» Task data
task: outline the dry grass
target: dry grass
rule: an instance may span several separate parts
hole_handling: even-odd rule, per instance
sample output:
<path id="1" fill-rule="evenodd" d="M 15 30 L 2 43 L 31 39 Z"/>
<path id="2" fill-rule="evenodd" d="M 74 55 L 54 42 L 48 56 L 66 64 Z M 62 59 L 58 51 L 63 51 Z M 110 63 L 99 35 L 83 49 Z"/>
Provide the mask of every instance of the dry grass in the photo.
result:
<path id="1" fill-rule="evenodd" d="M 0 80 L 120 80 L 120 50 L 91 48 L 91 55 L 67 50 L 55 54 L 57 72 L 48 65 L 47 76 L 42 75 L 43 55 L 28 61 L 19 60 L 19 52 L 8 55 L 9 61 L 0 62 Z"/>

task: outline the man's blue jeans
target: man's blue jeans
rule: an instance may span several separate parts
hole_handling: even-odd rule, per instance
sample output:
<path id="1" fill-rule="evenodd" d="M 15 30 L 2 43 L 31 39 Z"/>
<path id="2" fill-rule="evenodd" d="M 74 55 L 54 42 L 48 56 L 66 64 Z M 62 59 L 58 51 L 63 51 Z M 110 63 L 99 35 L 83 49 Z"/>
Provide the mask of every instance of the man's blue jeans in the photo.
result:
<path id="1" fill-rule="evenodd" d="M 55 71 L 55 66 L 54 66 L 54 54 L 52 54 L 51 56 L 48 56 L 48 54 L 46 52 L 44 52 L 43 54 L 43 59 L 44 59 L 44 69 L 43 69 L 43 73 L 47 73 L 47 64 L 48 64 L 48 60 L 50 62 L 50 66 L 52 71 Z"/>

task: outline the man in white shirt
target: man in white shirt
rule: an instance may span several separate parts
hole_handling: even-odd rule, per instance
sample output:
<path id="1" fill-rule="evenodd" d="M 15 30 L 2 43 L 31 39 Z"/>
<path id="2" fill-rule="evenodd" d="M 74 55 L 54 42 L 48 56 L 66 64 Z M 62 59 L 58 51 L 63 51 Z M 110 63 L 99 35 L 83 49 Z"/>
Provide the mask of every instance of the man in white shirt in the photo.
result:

» Task description
Copy out every line of the material above, word for word and unchanged.

» Answer to the exercise
task: outline the dry grass
target: dry grass
rule: an instance may span several separate parts
hole_handling: even-odd rule, per instance
sample output:
<path id="1" fill-rule="evenodd" d="M 15 30 L 2 43 L 31 39 Z"/>
<path id="2" fill-rule="evenodd" d="M 74 55 L 54 42 L 48 56 L 66 64 Z M 62 59 L 58 51 L 63 51 Z M 110 63 L 99 35 L 83 49 Z"/>
Provide the mask of every instance of the dry grass in the photo.
result:
<path id="1" fill-rule="evenodd" d="M 0 80 L 120 80 L 120 50 L 91 48 L 91 55 L 67 50 L 55 54 L 57 72 L 48 65 L 47 76 L 42 75 L 43 55 L 28 61 L 19 60 L 19 52 L 8 55 L 9 61 L 0 62 Z"/>

task: outline the man's blue jeans
target: man's blue jeans
rule: an instance may span several separate parts
hole_handling: even-odd rule, per instance
sample output:
<path id="1" fill-rule="evenodd" d="M 15 30 L 2 43 L 31 39 Z"/>
<path id="2" fill-rule="evenodd" d="M 74 55 L 54 42 L 48 56 L 66 64 Z M 62 59 L 58 51 L 63 51 Z M 110 63 L 99 35 L 83 49 Z"/>
Provide the mask of every instance of the man's blue jeans in the photo.
result:
<path id="1" fill-rule="evenodd" d="M 55 71 L 55 66 L 54 66 L 54 54 L 52 54 L 51 56 L 48 56 L 48 54 L 46 52 L 44 52 L 43 54 L 43 59 L 44 59 L 44 69 L 43 69 L 43 73 L 47 73 L 47 64 L 48 64 L 48 60 L 50 62 L 50 66 L 52 71 Z"/>

task: outline the man in white shirt
target: man in white shirt
rule: an instance may span several separate parts
hole_handling: even-odd rule, per instance
sample output:
<path id="1" fill-rule="evenodd" d="M 15 30 L 2 43 L 31 39 Z"/>
<path id="2" fill-rule="evenodd" d="M 74 55 L 54 42 L 48 56 L 66 64 Z M 62 59 L 58 51 L 63 51 Z M 110 63 L 99 35 L 83 49 Z"/>
Provide the mask of every instance of the man in white shirt in the photo.
result:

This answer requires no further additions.